GIVEN TASK: In the records, reproduce the lines from the line with "Where can the windshield" up to and including the line with "<point>609,213</point>", substituting "windscreen" for "windshield" and leaving everything else unchanged.

LISTED ENTRIES:
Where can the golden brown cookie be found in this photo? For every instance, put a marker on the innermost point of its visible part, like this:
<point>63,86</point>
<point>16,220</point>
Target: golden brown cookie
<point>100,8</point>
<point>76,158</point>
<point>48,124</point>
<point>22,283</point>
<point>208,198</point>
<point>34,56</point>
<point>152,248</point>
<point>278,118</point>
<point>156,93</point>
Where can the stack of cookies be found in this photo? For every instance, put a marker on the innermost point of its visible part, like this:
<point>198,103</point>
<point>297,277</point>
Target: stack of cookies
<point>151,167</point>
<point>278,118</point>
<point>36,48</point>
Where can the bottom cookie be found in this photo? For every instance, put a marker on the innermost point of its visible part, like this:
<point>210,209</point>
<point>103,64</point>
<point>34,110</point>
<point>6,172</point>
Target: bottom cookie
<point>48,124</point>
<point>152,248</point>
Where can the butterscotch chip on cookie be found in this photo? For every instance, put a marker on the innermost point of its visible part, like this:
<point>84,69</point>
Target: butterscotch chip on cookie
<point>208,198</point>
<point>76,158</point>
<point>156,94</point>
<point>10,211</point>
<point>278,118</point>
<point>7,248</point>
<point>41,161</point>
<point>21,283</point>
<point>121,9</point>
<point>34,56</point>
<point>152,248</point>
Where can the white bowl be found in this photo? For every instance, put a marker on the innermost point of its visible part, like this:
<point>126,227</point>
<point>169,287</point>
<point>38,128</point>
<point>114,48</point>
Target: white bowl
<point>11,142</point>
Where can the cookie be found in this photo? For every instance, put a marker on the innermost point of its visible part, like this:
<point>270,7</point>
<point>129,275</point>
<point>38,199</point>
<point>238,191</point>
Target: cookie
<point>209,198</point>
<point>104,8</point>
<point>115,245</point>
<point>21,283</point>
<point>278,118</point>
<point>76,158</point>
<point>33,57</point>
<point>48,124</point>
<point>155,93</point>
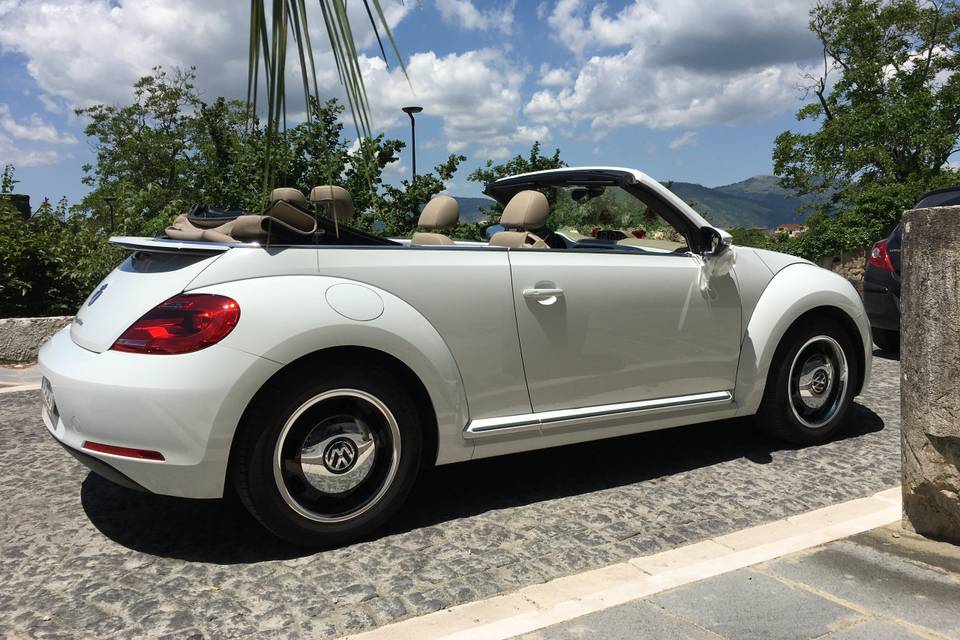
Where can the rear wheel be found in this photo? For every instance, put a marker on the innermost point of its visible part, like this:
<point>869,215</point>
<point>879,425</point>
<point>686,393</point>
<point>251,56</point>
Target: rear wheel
<point>323,459</point>
<point>810,384</point>
<point>886,340</point>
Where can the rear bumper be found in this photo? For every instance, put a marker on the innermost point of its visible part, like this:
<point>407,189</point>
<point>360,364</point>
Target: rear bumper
<point>882,306</point>
<point>187,407</point>
<point>98,466</point>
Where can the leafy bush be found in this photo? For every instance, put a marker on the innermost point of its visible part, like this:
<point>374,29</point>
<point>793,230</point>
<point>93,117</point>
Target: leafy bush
<point>49,263</point>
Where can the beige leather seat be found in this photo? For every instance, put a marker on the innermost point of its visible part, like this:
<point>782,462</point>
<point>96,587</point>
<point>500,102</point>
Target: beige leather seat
<point>442,212</point>
<point>333,202</point>
<point>290,195</point>
<point>526,210</point>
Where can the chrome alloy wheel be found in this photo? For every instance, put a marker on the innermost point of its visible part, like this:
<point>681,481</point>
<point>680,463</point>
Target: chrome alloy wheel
<point>818,381</point>
<point>337,455</point>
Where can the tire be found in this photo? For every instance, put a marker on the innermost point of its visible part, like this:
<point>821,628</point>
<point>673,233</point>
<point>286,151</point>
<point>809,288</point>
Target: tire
<point>886,340</point>
<point>361,434</point>
<point>823,349</point>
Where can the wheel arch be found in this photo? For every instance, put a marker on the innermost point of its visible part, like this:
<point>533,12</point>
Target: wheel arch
<point>794,295</point>
<point>332,356</point>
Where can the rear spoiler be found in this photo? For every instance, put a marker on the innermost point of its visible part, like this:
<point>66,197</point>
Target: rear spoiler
<point>166,245</point>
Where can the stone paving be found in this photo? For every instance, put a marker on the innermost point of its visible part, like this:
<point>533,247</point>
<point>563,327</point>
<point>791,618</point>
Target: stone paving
<point>885,584</point>
<point>14,375</point>
<point>80,557</point>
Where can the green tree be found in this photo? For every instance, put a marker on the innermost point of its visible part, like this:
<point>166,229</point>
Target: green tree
<point>49,263</point>
<point>533,161</point>
<point>887,104</point>
<point>169,150</point>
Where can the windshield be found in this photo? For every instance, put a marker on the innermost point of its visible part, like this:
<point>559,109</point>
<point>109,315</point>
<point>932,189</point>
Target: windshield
<point>609,213</point>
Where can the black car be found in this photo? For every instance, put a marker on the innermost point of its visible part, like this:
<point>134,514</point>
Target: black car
<point>881,280</point>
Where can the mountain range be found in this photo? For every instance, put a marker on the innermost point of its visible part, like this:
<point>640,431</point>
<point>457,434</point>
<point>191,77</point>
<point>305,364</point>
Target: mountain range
<point>759,201</point>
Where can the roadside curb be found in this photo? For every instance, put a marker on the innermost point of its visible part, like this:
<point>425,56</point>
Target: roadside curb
<point>20,387</point>
<point>543,605</point>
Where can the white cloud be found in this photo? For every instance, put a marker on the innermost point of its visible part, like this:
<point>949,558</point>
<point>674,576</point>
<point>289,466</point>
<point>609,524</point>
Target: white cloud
<point>681,63</point>
<point>92,51</point>
<point>690,32</point>
<point>464,14</point>
<point>493,153</point>
<point>397,168</point>
<point>35,129</point>
<point>555,77</point>
<point>11,153</point>
<point>476,93</point>
<point>687,139</point>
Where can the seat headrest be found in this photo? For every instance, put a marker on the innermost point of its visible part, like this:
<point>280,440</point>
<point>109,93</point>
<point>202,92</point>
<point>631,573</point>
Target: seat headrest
<point>442,212</point>
<point>288,194</point>
<point>334,199</point>
<point>526,210</point>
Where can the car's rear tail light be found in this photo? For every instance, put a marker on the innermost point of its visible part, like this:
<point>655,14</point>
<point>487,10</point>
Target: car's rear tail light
<point>126,452</point>
<point>880,257</point>
<point>182,324</point>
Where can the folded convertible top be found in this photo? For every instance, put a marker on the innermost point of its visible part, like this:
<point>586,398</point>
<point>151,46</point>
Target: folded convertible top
<point>283,222</point>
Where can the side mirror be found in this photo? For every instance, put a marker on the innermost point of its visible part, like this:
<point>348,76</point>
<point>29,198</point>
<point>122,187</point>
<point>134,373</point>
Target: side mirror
<point>713,242</point>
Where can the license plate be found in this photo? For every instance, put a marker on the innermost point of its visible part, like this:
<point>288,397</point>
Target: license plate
<point>46,392</point>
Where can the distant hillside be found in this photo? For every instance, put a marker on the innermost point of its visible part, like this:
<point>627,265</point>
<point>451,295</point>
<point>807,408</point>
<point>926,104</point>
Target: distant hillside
<point>759,201</point>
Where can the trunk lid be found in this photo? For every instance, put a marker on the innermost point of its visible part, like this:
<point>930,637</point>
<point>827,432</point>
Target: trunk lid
<point>141,282</point>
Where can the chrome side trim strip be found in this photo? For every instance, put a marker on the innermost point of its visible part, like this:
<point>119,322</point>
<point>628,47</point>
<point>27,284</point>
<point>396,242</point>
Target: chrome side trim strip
<point>500,425</point>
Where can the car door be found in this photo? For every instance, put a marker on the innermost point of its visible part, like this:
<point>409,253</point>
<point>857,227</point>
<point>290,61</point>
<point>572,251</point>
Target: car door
<point>607,327</point>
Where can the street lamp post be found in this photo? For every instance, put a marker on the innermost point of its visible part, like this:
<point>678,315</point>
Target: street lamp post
<point>413,135</point>
<point>110,200</point>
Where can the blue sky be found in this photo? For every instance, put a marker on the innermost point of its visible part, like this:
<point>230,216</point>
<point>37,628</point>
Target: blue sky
<point>681,89</point>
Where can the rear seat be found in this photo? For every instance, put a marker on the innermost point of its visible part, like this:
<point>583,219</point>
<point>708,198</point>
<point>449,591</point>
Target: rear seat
<point>526,210</point>
<point>442,212</point>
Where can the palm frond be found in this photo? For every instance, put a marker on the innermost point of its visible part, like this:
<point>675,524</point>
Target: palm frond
<point>268,45</point>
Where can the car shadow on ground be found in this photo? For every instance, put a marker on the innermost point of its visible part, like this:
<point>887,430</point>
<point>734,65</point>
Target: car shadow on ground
<point>886,355</point>
<point>221,531</point>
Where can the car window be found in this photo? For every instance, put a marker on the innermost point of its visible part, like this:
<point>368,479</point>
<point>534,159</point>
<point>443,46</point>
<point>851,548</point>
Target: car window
<point>610,218</point>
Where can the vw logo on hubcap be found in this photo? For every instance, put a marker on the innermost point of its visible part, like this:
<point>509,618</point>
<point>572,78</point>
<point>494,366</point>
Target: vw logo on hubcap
<point>340,456</point>
<point>820,381</point>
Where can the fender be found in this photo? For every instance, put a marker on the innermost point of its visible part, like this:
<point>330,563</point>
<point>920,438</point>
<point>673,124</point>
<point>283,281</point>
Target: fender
<point>793,291</point>
<point>283,318</point>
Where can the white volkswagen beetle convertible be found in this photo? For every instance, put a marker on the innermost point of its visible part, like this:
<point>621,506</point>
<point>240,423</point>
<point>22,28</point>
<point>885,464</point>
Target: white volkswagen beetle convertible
<point>315,372</point>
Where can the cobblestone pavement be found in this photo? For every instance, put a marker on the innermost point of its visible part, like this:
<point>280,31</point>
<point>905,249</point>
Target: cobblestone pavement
<point>82,557</point>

FINISHED EXERCISE:
Where can the windscreen be found in this photo? For every instance, put a marker on the innermost point of its visible part, like this:
<point>559,109</point>
<point>109,315</point>
<point>932,189</point>
Target: windscreen
<point>609,213</point>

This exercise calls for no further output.